*** Begin section ***
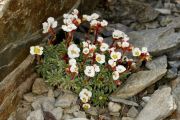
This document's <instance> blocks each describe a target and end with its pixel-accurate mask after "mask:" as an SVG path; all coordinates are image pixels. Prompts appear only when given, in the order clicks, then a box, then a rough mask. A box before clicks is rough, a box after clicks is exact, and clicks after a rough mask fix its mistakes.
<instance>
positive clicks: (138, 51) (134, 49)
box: [132, 48, 141, 56]
mask: <svg viewBox="0 0 180 120" xmlns="http://www.w3.org/2000/svg"><path fill="white" fill-rule="evenodd" d="M132 54H133V56H140V55H141V50H140V49H139V48H133V49H132Z"/></svg>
*** End section ***
◆ **EXERCISE DETAILS**
Could you write out the material again with "positive" swapped for "foreground" wherever it occurs, changing nothing else and leaving the pictures out?

◆ **THE COMPLETED TASK**
This document's <instance> blocks each describe a target and end with its pixel-accurate mask after "mask:" as an SVG path; all coordinates are image pixels. Prompts appear only when given, in the order clicks, then a box, then a rough mask. A box before clicks is rough, a box after clicks is exact, and clicks after a rough mask fix its mistakes.
<instance>
foreground clicks: (138, 51) (134, 49)
box: [132, 48, 141, 56]
mask: <svg viewBox="0 0 180 120" xmlns="http://www.w3.org/2000/svg"><path fill="white" fill-rule="evenodd" d="M132 54H133V56H140V55H141V50H140V49H139V48H133V49H132Z"/></svg>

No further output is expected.